■ Data records
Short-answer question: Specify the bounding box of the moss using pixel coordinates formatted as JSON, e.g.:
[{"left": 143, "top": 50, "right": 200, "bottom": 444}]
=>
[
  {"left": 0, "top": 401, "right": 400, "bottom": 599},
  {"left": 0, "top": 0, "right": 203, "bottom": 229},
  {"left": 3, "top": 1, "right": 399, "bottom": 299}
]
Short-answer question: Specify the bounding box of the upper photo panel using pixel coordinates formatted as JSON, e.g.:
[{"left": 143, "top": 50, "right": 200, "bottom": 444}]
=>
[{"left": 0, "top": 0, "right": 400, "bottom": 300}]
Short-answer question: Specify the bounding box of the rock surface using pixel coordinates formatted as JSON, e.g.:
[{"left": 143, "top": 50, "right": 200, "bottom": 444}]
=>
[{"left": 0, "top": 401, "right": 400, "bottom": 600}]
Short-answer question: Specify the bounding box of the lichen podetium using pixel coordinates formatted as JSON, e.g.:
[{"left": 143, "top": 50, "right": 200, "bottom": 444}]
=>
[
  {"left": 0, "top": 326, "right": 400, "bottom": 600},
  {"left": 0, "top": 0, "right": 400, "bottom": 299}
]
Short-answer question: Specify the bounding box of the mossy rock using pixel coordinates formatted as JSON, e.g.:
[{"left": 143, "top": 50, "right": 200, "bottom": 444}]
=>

■ Exercise requirements
Present every line of the data above as a numbered list, omitting blank lines.

■ Exercise solution
1. Short-answer question: Specify the bounding box of the moss using pixel coordinates formatted as JSON, e.g.:
2. [{"left": 143, "top": 50, "right": 200, "bottom": 444}]
3. =>
4. [
5.   {"left": 0, "top": 401, "right": 400, "bottom": 599},
6.   {"left": 0, "top": 0, "right": 203, "bottom": 229},
7.   {"left": 3, "top": 1, "right": 399, "bottom": 299}
8. ]
9. Short-answer question: Specify the bounding box of the upper photo panel using pixel coordinates formatted as JSON, e.g.:
10. [{"left": 143, "top": 50, "right": 200, "bottom": 444}]
11. =>
12. [{"left": 0, "top": 0, "right": 400, "bottom": 300}]
13. Short-answer question: Specify the bounding box of the rock surface using pixel coordinates formatted as JSON, e.g.:
14. [{"left": 143, "top": 50, "right": 200, "bottom": 444}]
15. =>
16. [{"left": 0, "top": 401, "right": 400, "bottom": 600}]
17. Short-answer question: Specify the bounding box of the lichen podetium using pixel coordinates formatted as JSON, e.g.:
18. [{"left": 143, "top": 50, "right": 200, "bottom": 444}]
19. =>
20. [
21.   {"left": 0, "top": 326, "right": 400, "bottom": 600},
22.   {"left": 0, "top": 0, "right": 400, "bottom": 299}
23. ]
24. Short-answer question: Specify the bounding box of the mossy rock using pixel coordinates formatted as JSON, e.g.:
25. [{"left": 143, "top": 50, "right": 200, "bottom": 444}]
26. =>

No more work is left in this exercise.